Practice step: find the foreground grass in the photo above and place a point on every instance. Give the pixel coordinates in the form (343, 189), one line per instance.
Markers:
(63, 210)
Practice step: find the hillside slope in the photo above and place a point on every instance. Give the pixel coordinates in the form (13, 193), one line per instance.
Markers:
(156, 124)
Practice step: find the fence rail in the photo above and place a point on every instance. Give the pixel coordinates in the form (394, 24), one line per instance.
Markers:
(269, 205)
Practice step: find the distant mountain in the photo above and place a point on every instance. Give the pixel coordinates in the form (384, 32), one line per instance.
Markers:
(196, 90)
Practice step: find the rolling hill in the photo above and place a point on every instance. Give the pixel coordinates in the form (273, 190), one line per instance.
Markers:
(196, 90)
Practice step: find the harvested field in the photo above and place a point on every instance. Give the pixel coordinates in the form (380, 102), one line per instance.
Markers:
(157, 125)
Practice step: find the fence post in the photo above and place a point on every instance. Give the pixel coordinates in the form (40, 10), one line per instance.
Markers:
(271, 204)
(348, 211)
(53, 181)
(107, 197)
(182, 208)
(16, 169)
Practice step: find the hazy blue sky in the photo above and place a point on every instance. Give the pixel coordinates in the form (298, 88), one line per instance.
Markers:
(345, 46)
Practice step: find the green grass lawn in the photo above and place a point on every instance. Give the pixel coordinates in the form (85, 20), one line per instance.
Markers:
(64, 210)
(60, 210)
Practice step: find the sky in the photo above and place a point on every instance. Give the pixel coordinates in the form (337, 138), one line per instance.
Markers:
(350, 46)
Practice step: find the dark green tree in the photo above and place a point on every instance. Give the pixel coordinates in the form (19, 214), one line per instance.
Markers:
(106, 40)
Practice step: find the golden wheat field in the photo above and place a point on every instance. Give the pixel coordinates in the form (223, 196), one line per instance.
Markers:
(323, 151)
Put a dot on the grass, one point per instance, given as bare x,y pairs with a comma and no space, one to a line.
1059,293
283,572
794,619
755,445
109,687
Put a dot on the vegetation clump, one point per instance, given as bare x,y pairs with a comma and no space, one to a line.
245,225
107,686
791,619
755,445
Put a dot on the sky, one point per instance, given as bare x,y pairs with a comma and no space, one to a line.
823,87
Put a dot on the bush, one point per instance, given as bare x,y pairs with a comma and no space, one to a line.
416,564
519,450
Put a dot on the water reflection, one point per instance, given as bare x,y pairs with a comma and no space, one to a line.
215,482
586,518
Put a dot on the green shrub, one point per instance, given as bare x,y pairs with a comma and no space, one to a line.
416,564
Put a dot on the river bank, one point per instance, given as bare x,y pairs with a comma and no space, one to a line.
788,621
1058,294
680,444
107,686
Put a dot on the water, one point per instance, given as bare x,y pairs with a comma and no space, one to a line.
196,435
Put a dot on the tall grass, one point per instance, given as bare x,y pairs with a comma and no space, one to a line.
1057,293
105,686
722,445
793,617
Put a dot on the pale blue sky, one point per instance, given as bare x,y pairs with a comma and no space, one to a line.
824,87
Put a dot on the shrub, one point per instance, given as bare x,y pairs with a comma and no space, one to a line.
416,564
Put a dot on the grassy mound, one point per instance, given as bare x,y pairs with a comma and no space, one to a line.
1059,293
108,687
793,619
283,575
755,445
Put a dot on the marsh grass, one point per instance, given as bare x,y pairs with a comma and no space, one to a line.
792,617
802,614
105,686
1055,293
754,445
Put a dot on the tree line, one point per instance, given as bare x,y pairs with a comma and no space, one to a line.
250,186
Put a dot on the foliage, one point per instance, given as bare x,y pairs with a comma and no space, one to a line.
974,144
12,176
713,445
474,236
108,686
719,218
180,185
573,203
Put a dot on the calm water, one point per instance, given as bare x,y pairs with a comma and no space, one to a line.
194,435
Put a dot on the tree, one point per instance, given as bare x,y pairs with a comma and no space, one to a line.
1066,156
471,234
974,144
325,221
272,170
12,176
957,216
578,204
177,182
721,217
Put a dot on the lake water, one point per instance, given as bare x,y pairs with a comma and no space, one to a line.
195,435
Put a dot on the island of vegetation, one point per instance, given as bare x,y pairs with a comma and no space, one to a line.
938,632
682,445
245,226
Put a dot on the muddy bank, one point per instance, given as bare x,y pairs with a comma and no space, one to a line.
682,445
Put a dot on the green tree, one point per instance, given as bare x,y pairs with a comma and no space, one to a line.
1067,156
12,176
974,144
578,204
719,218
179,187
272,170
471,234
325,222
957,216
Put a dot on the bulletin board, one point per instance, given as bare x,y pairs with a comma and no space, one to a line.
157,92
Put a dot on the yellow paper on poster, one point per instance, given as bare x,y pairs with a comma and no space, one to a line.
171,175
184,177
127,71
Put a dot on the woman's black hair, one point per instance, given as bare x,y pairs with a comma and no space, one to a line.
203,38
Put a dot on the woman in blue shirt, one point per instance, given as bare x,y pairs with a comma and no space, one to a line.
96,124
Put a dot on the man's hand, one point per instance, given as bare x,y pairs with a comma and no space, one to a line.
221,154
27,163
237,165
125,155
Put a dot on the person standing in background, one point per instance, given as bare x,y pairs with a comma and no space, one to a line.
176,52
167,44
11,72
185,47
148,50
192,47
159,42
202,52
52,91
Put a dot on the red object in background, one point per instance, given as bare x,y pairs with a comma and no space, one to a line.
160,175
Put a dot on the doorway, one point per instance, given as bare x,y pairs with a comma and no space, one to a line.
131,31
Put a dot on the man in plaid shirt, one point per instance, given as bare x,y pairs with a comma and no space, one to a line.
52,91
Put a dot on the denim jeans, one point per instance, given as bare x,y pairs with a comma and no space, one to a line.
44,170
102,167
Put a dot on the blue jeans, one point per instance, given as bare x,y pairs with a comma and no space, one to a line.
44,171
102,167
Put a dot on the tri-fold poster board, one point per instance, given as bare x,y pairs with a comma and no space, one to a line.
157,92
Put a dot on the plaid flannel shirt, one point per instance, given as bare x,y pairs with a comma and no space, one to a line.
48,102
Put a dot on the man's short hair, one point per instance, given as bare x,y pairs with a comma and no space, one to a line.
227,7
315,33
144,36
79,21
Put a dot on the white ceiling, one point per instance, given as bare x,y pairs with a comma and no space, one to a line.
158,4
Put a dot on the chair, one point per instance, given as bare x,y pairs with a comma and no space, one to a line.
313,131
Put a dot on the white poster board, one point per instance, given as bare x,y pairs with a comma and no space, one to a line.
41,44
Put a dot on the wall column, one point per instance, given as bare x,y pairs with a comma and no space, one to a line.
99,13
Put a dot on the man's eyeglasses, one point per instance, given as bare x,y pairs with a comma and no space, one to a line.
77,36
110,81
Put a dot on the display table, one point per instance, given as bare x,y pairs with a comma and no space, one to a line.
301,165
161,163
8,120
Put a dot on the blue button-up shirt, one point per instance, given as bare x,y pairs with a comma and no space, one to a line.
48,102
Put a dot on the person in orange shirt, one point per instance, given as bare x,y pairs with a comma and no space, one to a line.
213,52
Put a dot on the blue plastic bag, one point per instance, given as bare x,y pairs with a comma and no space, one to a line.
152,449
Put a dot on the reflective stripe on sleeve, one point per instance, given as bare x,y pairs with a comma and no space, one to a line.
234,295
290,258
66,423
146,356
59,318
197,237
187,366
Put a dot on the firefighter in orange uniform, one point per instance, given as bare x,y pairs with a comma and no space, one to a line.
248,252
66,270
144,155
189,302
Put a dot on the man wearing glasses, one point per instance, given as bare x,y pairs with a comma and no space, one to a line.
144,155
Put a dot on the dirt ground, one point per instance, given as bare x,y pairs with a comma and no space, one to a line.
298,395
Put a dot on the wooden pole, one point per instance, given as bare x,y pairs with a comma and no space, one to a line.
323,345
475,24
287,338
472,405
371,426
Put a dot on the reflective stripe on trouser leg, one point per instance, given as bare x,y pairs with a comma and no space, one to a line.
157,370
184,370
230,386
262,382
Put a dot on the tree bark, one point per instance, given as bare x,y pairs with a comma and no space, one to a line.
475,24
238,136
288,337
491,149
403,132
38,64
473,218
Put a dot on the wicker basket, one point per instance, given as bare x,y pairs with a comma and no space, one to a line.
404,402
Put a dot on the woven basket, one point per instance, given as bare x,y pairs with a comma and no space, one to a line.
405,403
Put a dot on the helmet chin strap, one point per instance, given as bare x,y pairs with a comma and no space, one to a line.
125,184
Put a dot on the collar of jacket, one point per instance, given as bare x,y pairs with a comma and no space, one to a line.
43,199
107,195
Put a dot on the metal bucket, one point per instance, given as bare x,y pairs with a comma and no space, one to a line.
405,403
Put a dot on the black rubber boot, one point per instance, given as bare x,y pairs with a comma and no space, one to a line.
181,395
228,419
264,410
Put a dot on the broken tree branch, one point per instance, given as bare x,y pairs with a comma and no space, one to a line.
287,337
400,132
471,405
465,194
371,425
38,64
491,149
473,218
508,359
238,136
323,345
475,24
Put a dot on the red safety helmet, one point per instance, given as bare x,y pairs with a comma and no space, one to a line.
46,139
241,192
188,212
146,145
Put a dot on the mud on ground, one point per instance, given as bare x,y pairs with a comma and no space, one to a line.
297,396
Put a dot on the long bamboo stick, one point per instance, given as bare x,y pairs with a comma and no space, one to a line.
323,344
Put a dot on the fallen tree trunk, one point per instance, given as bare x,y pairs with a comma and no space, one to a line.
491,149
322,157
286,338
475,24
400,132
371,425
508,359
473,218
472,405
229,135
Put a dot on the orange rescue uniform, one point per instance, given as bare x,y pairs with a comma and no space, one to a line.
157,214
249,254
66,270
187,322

§

• _Problem details_
Print again the material above, limited to the lines from the one holding "Put a dot on the orange" through the last, inclusive.

• _Result of the task_
Put a dot on the orange rescue uniform, one point per instance, given as bare x,y pairs with a comma and no space, one to a line.
157,214
249,254
66,270
187,322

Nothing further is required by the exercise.